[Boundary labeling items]

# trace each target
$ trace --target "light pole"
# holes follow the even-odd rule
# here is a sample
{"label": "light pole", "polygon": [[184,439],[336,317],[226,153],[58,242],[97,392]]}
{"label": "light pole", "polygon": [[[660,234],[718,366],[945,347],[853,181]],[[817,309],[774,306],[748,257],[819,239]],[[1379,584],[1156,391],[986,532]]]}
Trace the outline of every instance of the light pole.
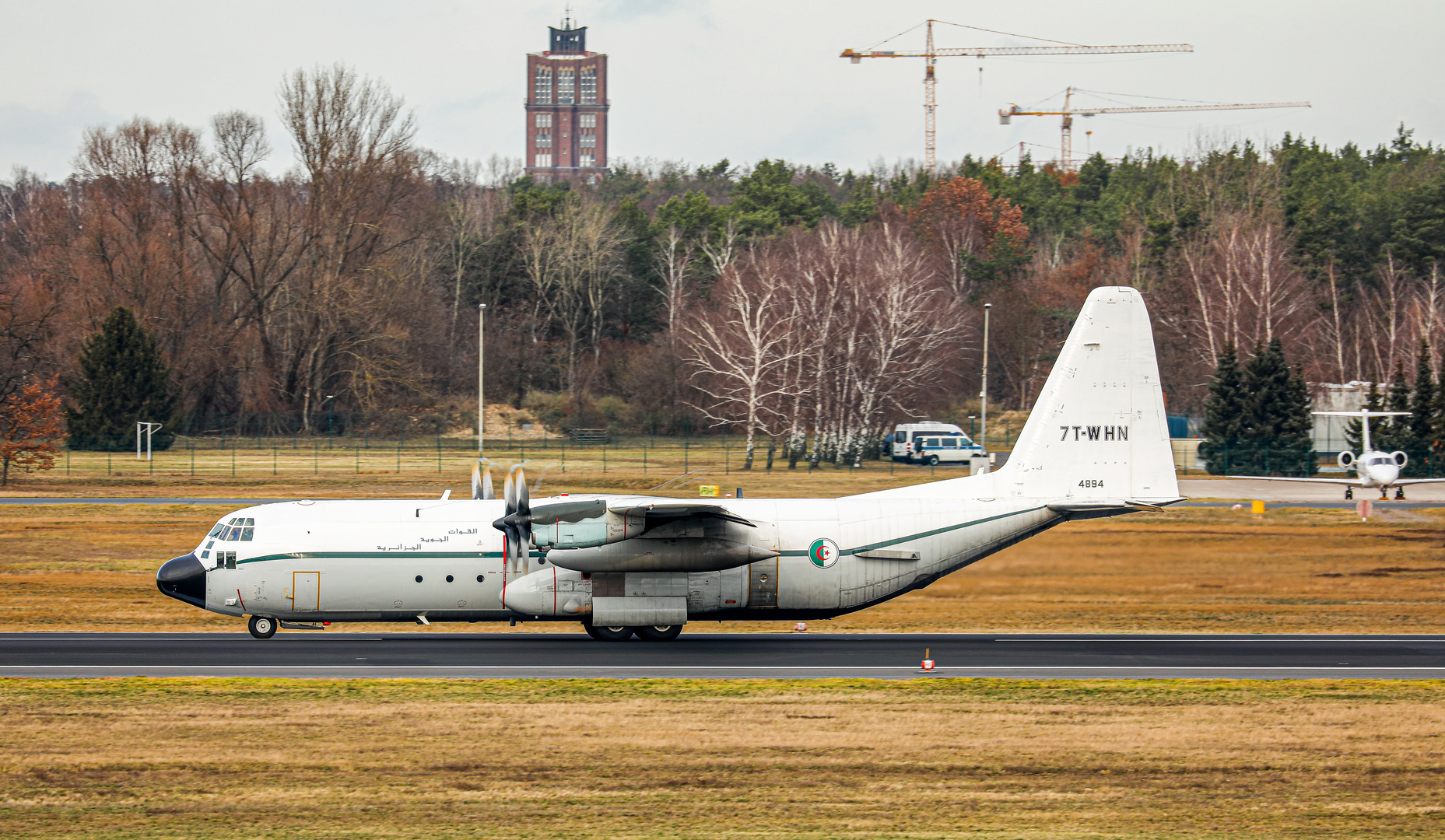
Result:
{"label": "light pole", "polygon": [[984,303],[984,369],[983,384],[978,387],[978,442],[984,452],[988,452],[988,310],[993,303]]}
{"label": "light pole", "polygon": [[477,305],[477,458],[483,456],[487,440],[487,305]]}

...

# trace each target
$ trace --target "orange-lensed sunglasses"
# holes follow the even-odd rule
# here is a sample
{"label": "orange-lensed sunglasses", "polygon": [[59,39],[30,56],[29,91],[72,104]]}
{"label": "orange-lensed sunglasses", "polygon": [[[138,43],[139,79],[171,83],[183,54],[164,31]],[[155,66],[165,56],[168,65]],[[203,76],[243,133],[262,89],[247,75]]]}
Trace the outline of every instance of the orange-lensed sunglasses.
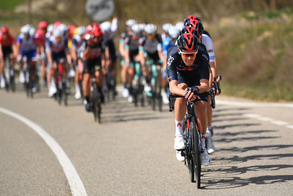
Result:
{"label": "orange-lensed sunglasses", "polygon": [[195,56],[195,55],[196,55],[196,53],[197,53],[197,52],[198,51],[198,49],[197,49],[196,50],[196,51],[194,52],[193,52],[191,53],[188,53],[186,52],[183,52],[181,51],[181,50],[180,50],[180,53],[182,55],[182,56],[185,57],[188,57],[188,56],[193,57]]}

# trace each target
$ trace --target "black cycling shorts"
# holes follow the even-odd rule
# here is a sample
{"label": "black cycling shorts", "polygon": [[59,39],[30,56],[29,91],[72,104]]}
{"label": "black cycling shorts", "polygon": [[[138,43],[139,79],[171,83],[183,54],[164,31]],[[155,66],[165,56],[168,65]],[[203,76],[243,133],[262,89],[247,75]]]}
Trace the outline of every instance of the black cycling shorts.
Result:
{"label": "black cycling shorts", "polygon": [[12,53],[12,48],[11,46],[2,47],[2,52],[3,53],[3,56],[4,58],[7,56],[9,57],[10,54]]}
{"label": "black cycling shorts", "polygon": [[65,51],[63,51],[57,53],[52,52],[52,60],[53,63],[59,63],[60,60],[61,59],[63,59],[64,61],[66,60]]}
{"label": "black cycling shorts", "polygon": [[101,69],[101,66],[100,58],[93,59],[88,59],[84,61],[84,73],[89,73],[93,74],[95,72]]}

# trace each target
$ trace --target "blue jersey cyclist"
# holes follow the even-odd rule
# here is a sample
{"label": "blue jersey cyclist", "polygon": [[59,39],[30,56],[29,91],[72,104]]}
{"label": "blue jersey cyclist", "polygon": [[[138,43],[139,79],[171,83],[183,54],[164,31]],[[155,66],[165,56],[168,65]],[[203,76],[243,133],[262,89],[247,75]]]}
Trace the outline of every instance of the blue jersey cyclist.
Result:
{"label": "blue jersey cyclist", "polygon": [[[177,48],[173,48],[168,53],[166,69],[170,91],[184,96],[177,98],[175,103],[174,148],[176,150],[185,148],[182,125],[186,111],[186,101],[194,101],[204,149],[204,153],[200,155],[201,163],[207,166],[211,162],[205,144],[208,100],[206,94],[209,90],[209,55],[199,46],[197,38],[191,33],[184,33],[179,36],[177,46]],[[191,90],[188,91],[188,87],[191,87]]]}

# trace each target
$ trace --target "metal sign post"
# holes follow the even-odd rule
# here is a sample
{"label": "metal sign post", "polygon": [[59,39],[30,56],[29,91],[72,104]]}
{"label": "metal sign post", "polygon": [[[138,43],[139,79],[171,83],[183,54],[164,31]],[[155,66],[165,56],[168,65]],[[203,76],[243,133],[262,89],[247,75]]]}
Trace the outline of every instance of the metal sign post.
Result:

* * *

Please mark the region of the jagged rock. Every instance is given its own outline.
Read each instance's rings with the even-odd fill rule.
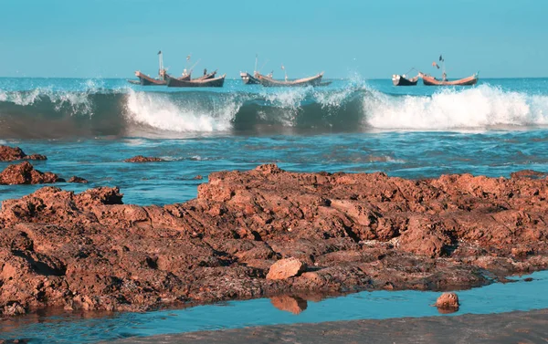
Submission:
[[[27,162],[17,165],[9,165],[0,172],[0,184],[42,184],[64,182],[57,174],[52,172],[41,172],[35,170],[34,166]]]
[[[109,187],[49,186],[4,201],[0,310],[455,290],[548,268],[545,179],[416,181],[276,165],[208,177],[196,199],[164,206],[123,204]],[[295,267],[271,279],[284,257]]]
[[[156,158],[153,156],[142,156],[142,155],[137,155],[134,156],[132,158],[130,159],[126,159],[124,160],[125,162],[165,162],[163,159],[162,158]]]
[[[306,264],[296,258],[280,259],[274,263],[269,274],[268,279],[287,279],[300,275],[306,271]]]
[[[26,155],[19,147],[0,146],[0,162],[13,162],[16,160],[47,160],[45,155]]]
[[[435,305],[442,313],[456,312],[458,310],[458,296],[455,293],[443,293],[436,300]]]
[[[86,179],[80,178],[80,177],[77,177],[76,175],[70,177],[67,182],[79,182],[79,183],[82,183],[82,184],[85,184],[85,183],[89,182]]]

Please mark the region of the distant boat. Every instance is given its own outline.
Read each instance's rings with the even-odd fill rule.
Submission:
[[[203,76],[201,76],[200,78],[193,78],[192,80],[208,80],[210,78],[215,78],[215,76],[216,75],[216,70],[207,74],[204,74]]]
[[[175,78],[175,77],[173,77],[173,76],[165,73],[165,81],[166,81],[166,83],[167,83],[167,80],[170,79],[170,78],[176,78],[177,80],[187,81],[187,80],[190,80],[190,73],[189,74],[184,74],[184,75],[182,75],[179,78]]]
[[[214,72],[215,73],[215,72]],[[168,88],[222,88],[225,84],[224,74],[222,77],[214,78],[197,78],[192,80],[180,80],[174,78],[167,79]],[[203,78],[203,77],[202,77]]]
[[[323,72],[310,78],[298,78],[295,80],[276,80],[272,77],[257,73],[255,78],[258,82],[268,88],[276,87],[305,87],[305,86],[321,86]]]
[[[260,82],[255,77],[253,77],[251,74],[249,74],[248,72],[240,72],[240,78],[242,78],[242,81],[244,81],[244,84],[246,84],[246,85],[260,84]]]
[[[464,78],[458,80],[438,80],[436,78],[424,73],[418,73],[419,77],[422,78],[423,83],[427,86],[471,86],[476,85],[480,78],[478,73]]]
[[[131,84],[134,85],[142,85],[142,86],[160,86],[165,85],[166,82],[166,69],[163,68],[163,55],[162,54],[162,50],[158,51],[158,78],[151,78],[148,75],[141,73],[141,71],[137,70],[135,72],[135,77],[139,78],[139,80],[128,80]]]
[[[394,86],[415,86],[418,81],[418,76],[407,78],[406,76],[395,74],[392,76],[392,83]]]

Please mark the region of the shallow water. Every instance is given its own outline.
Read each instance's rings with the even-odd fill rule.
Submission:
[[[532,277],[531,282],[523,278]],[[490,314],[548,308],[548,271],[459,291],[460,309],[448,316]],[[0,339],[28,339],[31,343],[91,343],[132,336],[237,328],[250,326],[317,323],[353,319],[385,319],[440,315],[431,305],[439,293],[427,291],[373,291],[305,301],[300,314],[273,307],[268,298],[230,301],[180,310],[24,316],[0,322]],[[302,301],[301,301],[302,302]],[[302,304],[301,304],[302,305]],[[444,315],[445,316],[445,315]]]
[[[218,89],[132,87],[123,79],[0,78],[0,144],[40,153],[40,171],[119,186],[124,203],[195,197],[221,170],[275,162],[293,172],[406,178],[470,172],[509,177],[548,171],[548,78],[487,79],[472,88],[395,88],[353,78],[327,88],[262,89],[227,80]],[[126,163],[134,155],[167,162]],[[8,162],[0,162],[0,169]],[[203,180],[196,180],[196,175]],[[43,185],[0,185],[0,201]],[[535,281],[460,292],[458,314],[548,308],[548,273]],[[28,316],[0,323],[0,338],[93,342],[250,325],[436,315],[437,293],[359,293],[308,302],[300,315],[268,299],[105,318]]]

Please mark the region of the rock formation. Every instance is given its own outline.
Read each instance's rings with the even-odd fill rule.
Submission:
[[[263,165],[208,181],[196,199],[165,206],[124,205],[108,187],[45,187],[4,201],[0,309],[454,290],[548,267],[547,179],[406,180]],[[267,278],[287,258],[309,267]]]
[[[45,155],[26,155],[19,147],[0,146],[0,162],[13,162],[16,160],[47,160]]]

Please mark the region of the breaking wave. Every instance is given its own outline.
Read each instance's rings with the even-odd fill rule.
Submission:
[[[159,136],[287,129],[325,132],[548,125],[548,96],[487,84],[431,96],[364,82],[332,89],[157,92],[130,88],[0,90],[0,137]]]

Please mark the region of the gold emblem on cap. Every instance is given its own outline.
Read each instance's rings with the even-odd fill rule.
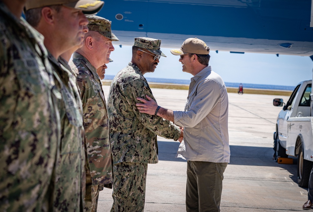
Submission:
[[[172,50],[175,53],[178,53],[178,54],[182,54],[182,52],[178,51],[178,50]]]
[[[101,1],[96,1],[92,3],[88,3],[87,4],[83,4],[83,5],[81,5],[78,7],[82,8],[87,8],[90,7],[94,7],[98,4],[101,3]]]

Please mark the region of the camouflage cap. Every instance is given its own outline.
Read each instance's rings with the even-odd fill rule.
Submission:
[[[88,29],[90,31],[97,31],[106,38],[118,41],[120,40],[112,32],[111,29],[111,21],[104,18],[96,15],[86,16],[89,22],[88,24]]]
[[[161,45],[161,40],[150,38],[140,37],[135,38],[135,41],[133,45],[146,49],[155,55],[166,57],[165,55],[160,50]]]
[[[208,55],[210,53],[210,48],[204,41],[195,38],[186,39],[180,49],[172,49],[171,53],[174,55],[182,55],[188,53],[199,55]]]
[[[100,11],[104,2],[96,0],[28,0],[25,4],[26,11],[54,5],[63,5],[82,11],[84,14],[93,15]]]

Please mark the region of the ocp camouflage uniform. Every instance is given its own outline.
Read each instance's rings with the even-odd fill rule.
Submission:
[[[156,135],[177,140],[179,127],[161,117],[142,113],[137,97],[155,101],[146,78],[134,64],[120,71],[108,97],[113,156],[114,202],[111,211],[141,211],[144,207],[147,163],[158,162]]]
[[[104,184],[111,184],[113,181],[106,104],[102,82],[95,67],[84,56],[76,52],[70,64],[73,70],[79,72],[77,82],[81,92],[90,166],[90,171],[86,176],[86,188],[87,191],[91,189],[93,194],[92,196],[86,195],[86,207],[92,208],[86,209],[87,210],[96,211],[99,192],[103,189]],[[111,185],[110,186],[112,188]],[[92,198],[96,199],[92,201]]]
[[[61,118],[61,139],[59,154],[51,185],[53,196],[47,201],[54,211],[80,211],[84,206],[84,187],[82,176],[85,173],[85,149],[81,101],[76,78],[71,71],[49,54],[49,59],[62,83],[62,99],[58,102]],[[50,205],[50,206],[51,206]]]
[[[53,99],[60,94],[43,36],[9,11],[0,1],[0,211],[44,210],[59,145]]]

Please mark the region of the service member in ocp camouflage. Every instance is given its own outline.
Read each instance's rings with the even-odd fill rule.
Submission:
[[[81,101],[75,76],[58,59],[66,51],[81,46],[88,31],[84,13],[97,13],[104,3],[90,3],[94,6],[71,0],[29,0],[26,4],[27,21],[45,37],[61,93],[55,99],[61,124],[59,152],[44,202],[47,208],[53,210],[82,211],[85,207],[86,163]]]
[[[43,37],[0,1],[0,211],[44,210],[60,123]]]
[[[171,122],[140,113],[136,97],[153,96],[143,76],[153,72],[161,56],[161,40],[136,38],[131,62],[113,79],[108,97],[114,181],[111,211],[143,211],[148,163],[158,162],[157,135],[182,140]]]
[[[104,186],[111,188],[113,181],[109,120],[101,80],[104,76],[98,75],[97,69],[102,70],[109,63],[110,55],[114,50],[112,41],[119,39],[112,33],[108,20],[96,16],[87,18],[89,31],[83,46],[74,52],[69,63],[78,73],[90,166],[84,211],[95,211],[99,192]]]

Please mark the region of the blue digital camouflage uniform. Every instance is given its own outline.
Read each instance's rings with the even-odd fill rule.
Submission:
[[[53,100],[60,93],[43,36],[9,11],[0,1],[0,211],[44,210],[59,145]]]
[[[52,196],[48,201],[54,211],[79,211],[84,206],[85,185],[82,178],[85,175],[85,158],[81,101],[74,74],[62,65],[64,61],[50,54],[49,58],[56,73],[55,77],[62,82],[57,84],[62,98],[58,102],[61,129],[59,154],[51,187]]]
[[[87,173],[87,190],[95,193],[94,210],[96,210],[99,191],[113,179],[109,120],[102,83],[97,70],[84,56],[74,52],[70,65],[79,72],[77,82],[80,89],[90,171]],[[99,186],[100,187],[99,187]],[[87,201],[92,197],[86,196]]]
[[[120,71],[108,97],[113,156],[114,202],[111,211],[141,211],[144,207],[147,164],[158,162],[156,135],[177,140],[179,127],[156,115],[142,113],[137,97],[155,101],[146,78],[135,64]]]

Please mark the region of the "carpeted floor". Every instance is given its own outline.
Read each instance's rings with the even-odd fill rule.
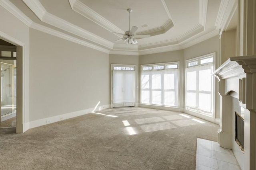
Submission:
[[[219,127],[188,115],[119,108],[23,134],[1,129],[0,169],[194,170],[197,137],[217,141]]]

- **Directions**: Rewrite the lines from the line with "Please mark the region of the service" to the line with "[[[43,37],[0,1],[0,211],[44,210],[60,123]]]", replacing "service member" with "soldier" and leaving everything else unchanged. Return only those lines.

- **Answer to this problem**:
Please mark the region of the soldier in ocp camouflage. Every instance is given its own outline.
Read each instance's rings with the even-odd fill rule.
Submission:
[[[81,101],[75,76],[58,59],[66,51],[81,46],[88,31],[84,13],[97,13],[104,3],[90,3],[94,6],[71,0],[29,0],[26,4],[27,21],[45,37],[61,93],[55,99],[61,124],[59,152],[44,202],[47,208],[53,210],[82,211],[85,207],[86,163]]]
[[[43,37],[0,1],[0,211],[44,210],[60,123]]]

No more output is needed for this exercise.